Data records
********

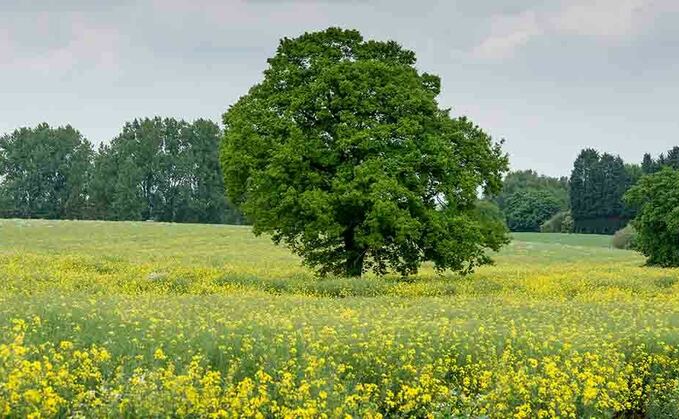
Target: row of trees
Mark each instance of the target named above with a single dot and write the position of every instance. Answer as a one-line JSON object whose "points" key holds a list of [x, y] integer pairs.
{"points": [[598, 183], [528, 199], [156, 169], [590, 201]]}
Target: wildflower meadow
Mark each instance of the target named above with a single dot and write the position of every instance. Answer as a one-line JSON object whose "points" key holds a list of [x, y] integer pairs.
{"points": [[139, 319]]}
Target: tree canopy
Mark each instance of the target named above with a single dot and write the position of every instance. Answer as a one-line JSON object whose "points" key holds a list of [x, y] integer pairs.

********

What to work on: Reproduce every one of the rows above word for word, leaving out the pictures.

Reply to the task:
Target: row of trees
Mark each instance of the target named above with a single dot and write the position of every instance. Answer as a one-line JSON object whose "points" key holds a list of [x, y] integer pairs.
{"points": [[598, 183], [528, 199], [156, 169], [590, 201]]}
Target: wildflower meadow
Mark each instance of the target named above with a single dot and write the position of every instance. Answer as a one-line JSON object whose "points" key holds a list of [x, y] integer pairs.
{"points": [[139, 319]]}
Target: tree canopy
Mark each instance of the target named above with a single dot and write the position of every instance. Answer as a one-line JSON object whose "points" key holds a list of [x, y] integer pairs.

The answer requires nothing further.